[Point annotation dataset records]
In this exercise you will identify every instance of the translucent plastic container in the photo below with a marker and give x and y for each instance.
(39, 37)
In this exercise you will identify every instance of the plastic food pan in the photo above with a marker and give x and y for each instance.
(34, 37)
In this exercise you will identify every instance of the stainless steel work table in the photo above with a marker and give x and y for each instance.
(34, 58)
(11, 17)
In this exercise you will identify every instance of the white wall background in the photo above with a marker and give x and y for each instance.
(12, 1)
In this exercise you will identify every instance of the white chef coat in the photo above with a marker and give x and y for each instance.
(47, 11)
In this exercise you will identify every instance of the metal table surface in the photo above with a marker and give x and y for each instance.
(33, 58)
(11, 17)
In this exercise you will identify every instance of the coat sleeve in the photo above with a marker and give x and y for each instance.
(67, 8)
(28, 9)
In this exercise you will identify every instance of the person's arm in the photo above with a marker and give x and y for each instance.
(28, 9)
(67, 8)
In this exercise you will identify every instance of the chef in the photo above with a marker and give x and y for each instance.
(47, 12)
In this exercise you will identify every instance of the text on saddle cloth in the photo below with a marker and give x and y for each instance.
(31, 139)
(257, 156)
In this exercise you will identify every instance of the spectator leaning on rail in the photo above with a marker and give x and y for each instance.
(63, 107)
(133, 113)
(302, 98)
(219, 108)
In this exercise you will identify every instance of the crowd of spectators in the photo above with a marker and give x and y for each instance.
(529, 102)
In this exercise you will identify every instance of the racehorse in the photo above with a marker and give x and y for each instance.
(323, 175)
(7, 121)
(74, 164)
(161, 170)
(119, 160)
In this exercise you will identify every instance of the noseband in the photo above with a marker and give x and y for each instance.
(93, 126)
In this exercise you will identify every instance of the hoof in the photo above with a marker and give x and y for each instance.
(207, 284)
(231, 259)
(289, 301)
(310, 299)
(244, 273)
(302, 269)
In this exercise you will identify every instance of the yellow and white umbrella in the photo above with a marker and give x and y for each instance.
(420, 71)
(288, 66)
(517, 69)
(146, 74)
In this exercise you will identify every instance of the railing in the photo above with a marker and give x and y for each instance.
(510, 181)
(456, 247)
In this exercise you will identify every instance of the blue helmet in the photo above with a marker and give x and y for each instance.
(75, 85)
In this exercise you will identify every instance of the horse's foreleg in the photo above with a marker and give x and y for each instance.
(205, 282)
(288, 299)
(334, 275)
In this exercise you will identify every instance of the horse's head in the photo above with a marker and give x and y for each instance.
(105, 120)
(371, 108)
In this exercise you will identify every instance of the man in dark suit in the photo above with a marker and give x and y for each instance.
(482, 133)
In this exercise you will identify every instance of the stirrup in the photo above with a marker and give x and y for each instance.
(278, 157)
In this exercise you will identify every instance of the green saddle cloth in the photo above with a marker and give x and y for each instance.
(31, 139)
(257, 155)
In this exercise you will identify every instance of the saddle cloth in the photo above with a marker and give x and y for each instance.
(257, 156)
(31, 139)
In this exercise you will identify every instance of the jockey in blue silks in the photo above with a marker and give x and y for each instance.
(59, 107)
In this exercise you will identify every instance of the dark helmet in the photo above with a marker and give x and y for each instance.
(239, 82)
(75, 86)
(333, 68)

- [Job]:
Reproduce each record exactly, leaving nothing out.

- [Complete response]:
In this exercise you will identify every instance of the translucent plastic container in the photo below with a marker and give x and y for each instance.
(39, 37)
In this exercise you will identify every instance of the plastic food pan in the photo above with a marker and give x and y for each instance.
(34, 37)
In this exercise you will identify every instance of the stainless steel work table in the photo above with a marker and give x and y for each instance.
(34, 58)
(11, 17)
In this exercise you will identify every instance of the white wall background in the photo above with a marker and give x and y for each instance.
(12, 1)
In this exercise you will identify every instance of the white chef coat in the photo above with a marker and give x and y for each instance.
(47, 11)
In this exercise you will identify every instance of the metal table surface in the photo above with a marker and give x and y for each instance.
(33, 58)
(11, 17)
In this exercise you will identify every instance of the coat sleeve in the photo above with a marker and give x and y for each instance.
(67, 8)
(28, 9)
In this exercise you will identify every instance of the person's arm in the photo above with a marker and give x and y for each instance.
(28, 9)
(67, 8)
In this exercise you will identify every instance of the chef in the photo above with a marker and give x and y for each instance.
(47, 12)
In this exercise you will identify every instance of the text on saddle cloth in the photo below with a marker and give x and y for each instance.
(31, 139)
(257, 156)
In this exercise you will identify every instance of the spectator leaning on rail in the photo above with a marker and give x and y for each instance.
(63, 107)
(133, 113)
(302, 98)
(219, 108)
In this exercise you will identify every instance of the crowd of spectators in the photo above with a marker and give x and y for each instance.
(529, 102)
In this exercise you will identify every instance of the racehorse in the photo above with a marker and give x and y for each instance.
(323, 175)
(7, 121)
(74, 164)
(161, 170)
(119, 160)
In this exercise you will identify every instance of the noseband in the photo above with a marker and give x and y for each instance.
(93, 126)
In this exercise you will identify every instance of the hoof in the photo above with a marker and give x and y for each instance.
(207, 284)
(231, 259)
(289, 301)
(310, 299)
(244, 273)
(302, 269)
In this exercise you will identify every instance of the yellow and white umbrella in the photo above with a marker and give x and y for each instance.
(420, 71)
(288, 66)
(517, 69)
(146, 74)
In this exercise you will identify every instance of the railing in the photo above with a marker and give x and y for each instance.
(510, 181)
(456, 247)
In this exercise you will identify every instance of the blue helmet in the photo above with a marker and give x and y for each instance.
(75, 85)
In this exercise you will identify every instance of the horse's foreleg in the photo above with a marker and give x and y for each instance.
(205, 282)
(288, 299)
(334, 275)
In this exercise you will identify every instance of the horse's head in the photo above with a marker and give x and y for each instance.
(105, 120)
(371, 108)
In this exercise you will identify every instance of the man in dark suit in the photo above with a marker and give x and y for each instance.
(482, 133)
In this exercise you will identify every instance of the stirrup in the photo above with a marker and give x and y for each instance.
(278, 157)
In this exercise you will identify every instance of the green saddle cloth in the photo above with a marker and give x and y for each instance.
(31, 139)
(257, 155)
In this exercise you will identify every instance of the saddle cloth in the photo above with a marker and give x and y for each instance.
(257, 156)
(31, 139)
In this exercise you will identify every instance of the jockey in blue silks in the photo above with a marker and give x and y for each instance.
(59, 107)
In this exercise you will identify every instance of the dark helmet in the photo above with a marker and give x and y for each instance.
(239, 82)
(75, 86)
(333, 68)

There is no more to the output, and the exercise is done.